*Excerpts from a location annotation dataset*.
━━━━━━━━

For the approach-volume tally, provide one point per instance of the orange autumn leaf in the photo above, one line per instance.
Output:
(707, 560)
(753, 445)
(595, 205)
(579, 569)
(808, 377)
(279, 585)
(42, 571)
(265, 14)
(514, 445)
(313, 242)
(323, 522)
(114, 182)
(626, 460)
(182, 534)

━━━━━━━━

*GIVEN INSTRUCTION*. Retype every row above character for character, with no changes.

*TASK RESULT*.
For the approach-volume tally, provide one point per instance of the orange autumn leaf in the photo above, one line per instance.
Output:
(707, 560)
(753, 445)
(595, 205)
(579, 569)
(808, 377)
(279, 585)
(42, 571)
(265, 14)
(514, 445)
(313, 242)
(323, 522)
(114, 182)
(626, 460)
(182, 534)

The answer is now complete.